__WHAT THIS TASK INVOLVES__: What you return must be an exact copy of the lines in the listing below between the line holding "If you would be willing to indicate the circular" and the line holding "If you would be willing to indicate the building", inclusive, and nothing more.

__MATERIAL FOR THIS TASK__:
========================================================================
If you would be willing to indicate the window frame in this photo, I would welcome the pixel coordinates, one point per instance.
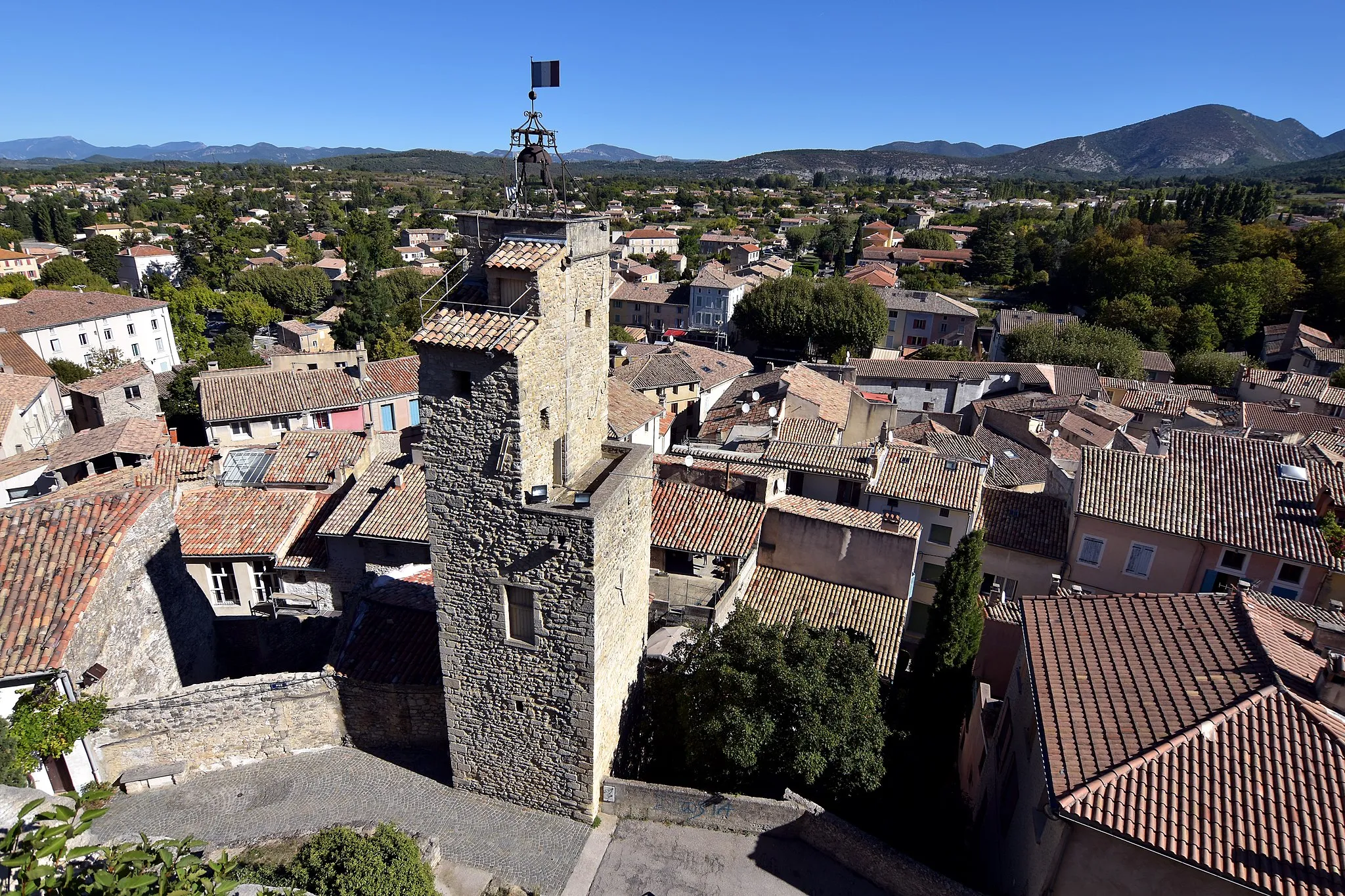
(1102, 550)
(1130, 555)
========================================================================
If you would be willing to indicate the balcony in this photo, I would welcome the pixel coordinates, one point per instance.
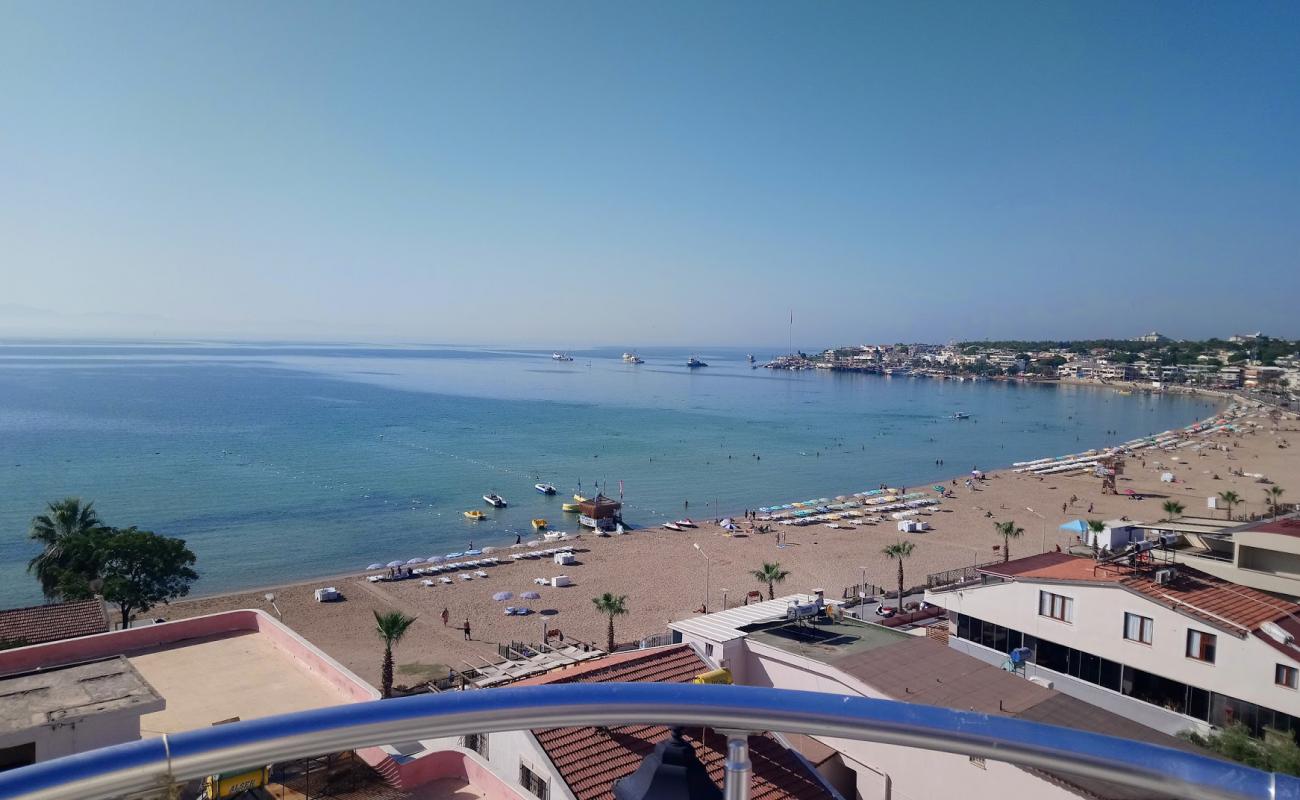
========================================================================
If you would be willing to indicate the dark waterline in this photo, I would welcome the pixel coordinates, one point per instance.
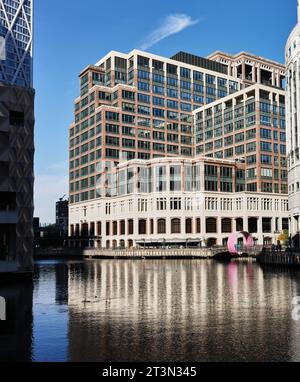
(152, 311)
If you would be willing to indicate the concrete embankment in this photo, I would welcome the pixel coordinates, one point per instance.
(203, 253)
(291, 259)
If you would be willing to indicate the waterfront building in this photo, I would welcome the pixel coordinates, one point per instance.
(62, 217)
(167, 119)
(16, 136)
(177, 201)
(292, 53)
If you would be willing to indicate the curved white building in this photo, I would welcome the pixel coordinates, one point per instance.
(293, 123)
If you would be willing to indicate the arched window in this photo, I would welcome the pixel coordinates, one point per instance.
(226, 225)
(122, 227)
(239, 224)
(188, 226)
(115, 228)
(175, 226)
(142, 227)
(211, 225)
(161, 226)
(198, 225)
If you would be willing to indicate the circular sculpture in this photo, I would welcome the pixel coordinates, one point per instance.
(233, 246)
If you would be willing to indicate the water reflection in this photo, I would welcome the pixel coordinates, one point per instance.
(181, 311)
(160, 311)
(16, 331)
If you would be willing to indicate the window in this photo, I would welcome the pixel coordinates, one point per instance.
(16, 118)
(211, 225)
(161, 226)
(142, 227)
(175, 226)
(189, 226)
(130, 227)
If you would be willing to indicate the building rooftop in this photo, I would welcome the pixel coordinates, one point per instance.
========================================================================
__YOUR RESPONSE__:
If you would be willing to indicate the circular sculpture in this photo, I would welcome the pixel coordinates, one point per instance.
(233, 246)
If you would be willing to indicate the water reflection in this photo, I would welcome the pixel coordinates, one point per instance.
(181, 311)
(160, 311)
(16, 331)
If you would be willing to indicate the window in this photo, I would welcome the pixel coordinates, one point per instance.
(16, 118)
(211, 225)
(161, 226)
(142, 227)
(175, 226)
(189, 226)
(130, 227)
If you would be willing to indicate the building rooftop in this photo, I would welcome the pixel coordinates, one point per instance.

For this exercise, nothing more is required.